What needs to be done
Reproduce the items from their beginning through the line containing "x=582, y=317", inclusive, including the requests but omitting the pictures, and rescale every answer coordinate by multiplying it by 0.75 and rounding to the nearest whole number, with halves rounded up. Leave the numbers in the requests and in their format samples unchanged.

Data extracted from a collection
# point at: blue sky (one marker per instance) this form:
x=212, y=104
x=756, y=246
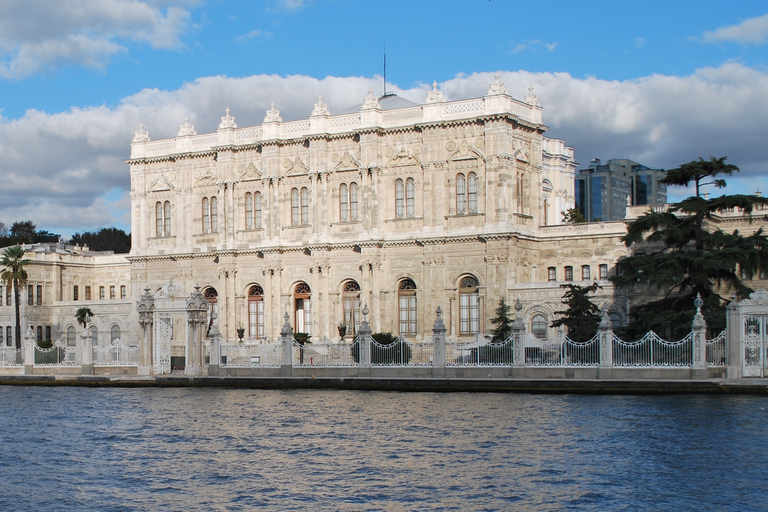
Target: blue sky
x=659, y=82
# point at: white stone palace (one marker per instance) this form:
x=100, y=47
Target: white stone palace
x=398, y=206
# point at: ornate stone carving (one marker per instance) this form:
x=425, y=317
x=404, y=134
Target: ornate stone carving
x=497, y=87
x=227, y=121
x=273, y=115
x=186, y=129
x=435, y=95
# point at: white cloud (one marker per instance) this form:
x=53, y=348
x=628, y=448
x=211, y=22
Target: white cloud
x=63, y=170
x=532, y=45
x=52, y=33
x=751, y=31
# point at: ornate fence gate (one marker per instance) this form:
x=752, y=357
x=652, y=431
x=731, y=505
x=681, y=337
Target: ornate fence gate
x=752, y=325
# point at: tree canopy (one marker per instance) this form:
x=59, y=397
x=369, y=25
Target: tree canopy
x=683, y=255
x=582, y=317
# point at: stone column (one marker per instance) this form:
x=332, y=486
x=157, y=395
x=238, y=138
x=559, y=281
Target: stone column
x=286, y=337
x=29, y=352
x=518, y=335
x=605, y=330
x=438, y=342
x=733, y=340
x=699, y=341
x=364, y=340
x=146, y=308
x=87, y=346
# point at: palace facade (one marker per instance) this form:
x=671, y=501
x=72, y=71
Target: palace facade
x=398, y=206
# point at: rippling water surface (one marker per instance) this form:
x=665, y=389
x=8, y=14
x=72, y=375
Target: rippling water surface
x=223, y=449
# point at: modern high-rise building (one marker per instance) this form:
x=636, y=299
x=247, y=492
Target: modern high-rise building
x=603, y=191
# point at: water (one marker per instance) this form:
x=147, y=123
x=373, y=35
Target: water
x=220, y=449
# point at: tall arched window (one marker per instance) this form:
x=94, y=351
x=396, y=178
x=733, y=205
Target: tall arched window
x=305, y=205
x=539, y=326
x=472, y=192
x=214, y=215
x=256, y=311
x=353, y=210
x=350, y=301
x=248, y=211
x=410, y=197
x=212, y=296
x=406, y=305
x=206, y=215
x=302, y=312
x=469, y=306
x=399, y=199
x=344, y=202
x=295, y=207
x=257, y=206
x=461, y=194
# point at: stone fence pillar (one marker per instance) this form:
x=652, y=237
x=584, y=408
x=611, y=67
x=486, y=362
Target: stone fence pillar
x=29, y=352
x=605, y=332
x=518, y=335
x=364, y=340
x=699, y=341
x=286, y=337
x=438, y=343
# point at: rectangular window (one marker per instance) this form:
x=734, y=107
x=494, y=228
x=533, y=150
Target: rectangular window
x=551, y=274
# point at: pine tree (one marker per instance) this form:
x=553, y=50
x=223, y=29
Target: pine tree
x=582, y=316
x=685, y=256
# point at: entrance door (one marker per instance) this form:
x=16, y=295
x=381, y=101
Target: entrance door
x=754, y=345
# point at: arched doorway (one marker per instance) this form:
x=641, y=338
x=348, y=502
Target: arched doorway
x=302, y=311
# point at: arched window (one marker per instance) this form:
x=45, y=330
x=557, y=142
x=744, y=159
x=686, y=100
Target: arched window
x=248, y=211
x=214, y=215
x=469, y=306
x=353, y=210
x=539, y=326
x=472, y=192
x=410, y=197
x=212, y=296
x=399, y=199
x=344, y=202
x=295, y=207
x=406, y=302
x=350, y=300
x=302, y=312
x=305, y=205
x=167, y=217
x=206, y=215
x=256, y=311
x=257, y=206
x=461, y=194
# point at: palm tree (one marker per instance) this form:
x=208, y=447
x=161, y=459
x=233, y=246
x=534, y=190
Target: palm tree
x=15, y=275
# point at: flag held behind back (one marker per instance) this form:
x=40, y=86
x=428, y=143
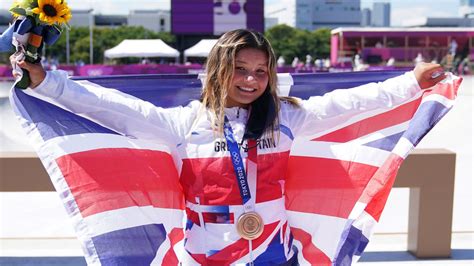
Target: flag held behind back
x=131, y=212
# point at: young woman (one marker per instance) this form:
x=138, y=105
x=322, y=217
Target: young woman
x=234, y=143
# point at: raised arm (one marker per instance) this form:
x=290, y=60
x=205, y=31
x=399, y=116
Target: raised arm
x=113, y=109
x=322, y=112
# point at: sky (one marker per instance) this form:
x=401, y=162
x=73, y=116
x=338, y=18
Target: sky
x=400, y=9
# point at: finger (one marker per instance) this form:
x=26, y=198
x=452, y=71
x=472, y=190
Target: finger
x=25, y=65
x=16, y=74
x=439, y=78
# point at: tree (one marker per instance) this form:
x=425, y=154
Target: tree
x=290, y=42
x=103, y=39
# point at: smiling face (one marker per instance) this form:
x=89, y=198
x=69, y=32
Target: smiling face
x=250, y=78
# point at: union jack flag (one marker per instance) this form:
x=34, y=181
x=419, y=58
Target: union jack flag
x=124, y=195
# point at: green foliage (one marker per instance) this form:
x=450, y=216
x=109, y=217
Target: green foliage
x=287, y=41
x=103, y=39
x=290, y=42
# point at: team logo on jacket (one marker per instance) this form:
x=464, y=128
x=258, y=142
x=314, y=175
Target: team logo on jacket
x=266, y=143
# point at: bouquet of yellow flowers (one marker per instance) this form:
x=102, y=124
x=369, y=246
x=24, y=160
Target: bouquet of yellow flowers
x=37, y=22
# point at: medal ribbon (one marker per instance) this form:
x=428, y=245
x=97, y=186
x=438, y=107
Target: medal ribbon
x=238, y=165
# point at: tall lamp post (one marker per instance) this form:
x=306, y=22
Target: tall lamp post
x=91, y=43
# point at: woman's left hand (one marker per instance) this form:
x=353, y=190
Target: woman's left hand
x=428, y=74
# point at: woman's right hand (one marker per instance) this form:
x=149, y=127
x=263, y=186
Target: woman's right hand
x=37, y=73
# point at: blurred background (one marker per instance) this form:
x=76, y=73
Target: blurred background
x=308, y=36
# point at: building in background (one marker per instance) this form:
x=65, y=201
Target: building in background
x=313, y=14
x=155, y=20
x=381, y=15
x=366, y=20
x=82, y=18
x=466, y=8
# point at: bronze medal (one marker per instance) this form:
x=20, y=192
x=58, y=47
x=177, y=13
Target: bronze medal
x=250, y=225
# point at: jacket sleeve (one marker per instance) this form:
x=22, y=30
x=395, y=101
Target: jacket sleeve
x=322, y=112
x=115, y=110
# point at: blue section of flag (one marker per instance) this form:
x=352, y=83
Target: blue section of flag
x=121, y=247
x=53, y=121
x=354, y=244
x=425, y=118
x=386, y=143
x=274, y=254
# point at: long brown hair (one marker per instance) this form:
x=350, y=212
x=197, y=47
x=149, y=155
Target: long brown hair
x=220, y=69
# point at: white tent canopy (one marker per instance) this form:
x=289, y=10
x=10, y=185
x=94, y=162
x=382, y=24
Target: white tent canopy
x=142, y=48
x=200, y=49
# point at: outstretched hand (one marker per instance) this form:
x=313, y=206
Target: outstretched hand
x=37, y=73
x=428, y=74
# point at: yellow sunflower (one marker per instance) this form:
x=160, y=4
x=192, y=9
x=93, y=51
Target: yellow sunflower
x=52, y=11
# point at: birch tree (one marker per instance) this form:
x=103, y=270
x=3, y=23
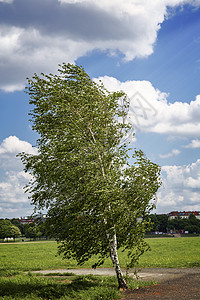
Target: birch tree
x=97, y=201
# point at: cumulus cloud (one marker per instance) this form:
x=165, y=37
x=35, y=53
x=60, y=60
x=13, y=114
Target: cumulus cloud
x=180, y=189
x=150, y=110
x=37, y=35
x=13, y=200
x=193, y=144
x=174, y=152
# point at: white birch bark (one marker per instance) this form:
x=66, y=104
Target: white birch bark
x=115, y=261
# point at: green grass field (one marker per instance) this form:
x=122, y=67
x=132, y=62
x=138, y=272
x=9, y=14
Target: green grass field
x=15, y=258
x=165, y=252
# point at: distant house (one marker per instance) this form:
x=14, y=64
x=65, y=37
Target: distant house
x=183, y=214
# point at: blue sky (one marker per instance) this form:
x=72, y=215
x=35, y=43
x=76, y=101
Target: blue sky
x=150, y=49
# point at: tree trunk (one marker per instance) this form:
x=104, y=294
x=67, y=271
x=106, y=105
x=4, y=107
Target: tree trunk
x=115, y=261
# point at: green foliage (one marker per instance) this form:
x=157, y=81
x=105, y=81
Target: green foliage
x=82, y=173
x=8, y=230
x=17, y=223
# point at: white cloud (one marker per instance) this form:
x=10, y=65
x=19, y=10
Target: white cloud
x=14, y=145
x=13, y=200
x=194, y=144
x=180, y=189
x=66, y=30
x=174, y=152
x=151, y=112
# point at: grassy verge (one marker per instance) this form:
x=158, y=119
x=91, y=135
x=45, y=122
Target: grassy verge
x=166, y=253
x=71, y=287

Expected answer
# point at: blue sky (one marker per instance) this form:
x=212, y=104
x=756, y=246
Target: blue sky
x=494, y=62
# point at: white stone palace (one marker per instance) this form:
x=100, y=47
Target: white stone palace
x=299, y=155
# point at: ornate stone carving (one marker per instance) this form:
x=425, y=317
x=404, y=134
Target: ornate stone carving
x=373, y=65
x=170, y=91
x=205, y=86
x=140, y=97
x=326, y=71
# point at: white cloud (one marker per instance) this form:
x=53, y=348
x=628, y=448
x=211, y=22
Target: white cloud
x=47, y=128
x=399, y=34
x=39, y=25
x=563, y=23
# point at: ornate fence gate (one marker per instance) this form:
x=752, y=357
x=652, y=431
x=731, y=505
x=681, y=337
Target: ornate fence gate
x=564, y=244
# point at: tree canopy (one marker per instance) this form:
x=59, y=397
x=369, y=25
Target: tree canopy
x=512, y=191
x=437, y=238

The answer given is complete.